▸ Instructions for the task
Rewrite the entries below, changing every "one pair to a line" to "one pair per line" and keeping all other text the same. Omit the pictures from your version.

▸ Supplied material
———

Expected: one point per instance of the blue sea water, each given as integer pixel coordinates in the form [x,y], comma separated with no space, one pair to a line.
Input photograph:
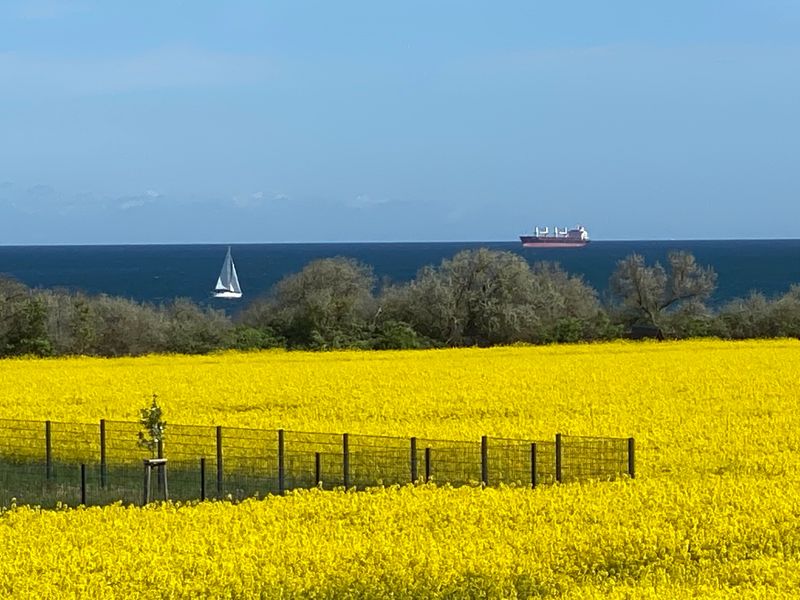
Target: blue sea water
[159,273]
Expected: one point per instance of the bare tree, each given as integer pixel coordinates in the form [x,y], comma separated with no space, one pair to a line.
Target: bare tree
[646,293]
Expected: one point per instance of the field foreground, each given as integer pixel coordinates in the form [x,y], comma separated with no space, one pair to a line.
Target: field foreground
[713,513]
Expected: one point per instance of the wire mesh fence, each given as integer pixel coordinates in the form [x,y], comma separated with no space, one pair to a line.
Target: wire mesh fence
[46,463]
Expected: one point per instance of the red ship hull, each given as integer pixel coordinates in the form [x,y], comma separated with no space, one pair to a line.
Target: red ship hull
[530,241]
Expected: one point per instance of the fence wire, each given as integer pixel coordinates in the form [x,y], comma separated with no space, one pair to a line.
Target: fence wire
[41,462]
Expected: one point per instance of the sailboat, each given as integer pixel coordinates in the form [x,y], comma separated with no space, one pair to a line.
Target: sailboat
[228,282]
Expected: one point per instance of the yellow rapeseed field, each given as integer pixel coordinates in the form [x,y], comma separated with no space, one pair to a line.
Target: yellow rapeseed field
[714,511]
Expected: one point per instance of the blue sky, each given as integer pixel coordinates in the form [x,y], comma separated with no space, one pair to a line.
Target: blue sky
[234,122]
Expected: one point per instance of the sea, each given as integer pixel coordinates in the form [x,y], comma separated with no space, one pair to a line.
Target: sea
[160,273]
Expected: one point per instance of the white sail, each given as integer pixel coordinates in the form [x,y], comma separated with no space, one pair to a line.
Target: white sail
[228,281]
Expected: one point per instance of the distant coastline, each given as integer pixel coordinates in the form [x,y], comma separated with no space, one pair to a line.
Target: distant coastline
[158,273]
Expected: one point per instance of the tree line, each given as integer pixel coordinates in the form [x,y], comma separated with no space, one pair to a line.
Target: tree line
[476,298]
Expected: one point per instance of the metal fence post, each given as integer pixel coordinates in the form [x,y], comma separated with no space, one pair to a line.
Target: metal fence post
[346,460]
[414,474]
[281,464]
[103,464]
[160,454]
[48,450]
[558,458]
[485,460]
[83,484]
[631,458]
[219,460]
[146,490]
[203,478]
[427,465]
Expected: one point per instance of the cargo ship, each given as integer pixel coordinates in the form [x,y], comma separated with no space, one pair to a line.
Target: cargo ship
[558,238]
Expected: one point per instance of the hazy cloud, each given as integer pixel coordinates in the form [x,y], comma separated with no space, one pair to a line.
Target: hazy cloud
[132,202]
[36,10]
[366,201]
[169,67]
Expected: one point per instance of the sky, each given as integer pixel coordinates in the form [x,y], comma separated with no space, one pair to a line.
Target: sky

———

▸ Answer to this problem
Expected: one point per instance of the blue sea water, each given as integer pixel coordinates in the form [x,y], comma separated with no space, one pair per line.
Input photograph:
Target: blue sea water
[159,273]
Expected: one point per instance of the bare tree, each given as integer pixel coordinates in the form [x,y], comma separated with no space, one pair per line.
Target: bare tree
[646,293]
Expected: one point per instance of the field foreground, each given as integer pixel coordinates in the form [x,y], comma separated with no space, one pair per line.
Target: field foreground
[713,513]
Expected: one point per instance of the wire mesh fence, each given as integer pixel coordinates in the form [x,y], comma separated with no space, one pair per line.
Target: wire mesh fence
[46,463]
Expected: one point per instance of the red ship hull, each given as integer pixel coordinates in the form [x,y], comma separated with no space, one pair per line.
Target: red ship hull
[530,241]
Expected: one point per instance of the fence wire, each given as integer pixel coordinates in the form [x,y], comma separated with no space, one pair per line.
Target: fence wire
[41,462]
Expected: one point per instance of the sailboat, each given as integer pixel coordinates in the form [x,y], comma separated with no space, one pair per line.
Target: sailboat
[228,282]
Expected: one point per instance of the yellow rapeseed field, each given as integer pixel coordinates in the form [x,y], comma separated with no space, one pair per line.
Target: yellow rapeseed field
[714,511]
Expected: one point per instance of the blue sky, each given as integer pixel coordinates in the form [x,y], comma separated with no space, one pair per line.
Target: blue sky
[234,122]
Expected: one point per instance of the sea, each given as integer pixel coordinates in the form [x,y], comma separated with no space, one pair per line.
Target: sea
[160,273]
Expected: one point per instance of the white sail, each given as integer pixel coordinates in the form [x,y], comma separated with no space, one pair per line.
Target: white sail
[228,281]
Expected: one point per instance of the distant coastline, each given as integer pixel coordinates in the form [x,y], comma separated with no space, one pair per line.
Target: distant coastline
[158,273]
Expected: one point per instance of the tree line, each given as integer pixel coordinates in the form [x,y], comma separated with no space, one pair per line.
Target: tree line
[476,298]
Expected: one point per instance of the metal fence post, each given as integer pixel coordinates in the form [x,y], comma separated with no space, one pair per line.
Target: metal fence post
[346,460]
[414,474]
[281,464]
[103,464]
[160,454]
[48,450]
[558,458]
[485,460]
[83,484]
[631,458]
[219,460]
[146,490]
[203,478]
[427,465]
Expected: one point per instance of the cargo ship, each given as integer pixel coordinates in the form [x,y], comma separated with no space, one pair per line.
Target: cargo ship
[558,238]
Expected: one point per instance of the hazy cloud, each given as integer pixel coordinates in the form [x,y], comma separated with no space, one pair per line.
Target: hazy cloud
[132,202]
[36,10]
[366,201]
[169,67]
Expected: one point per instance of the sky, each given as integer pixel coordinates in the form [x,y], comma separated with no space, one pair per line.
Target: sky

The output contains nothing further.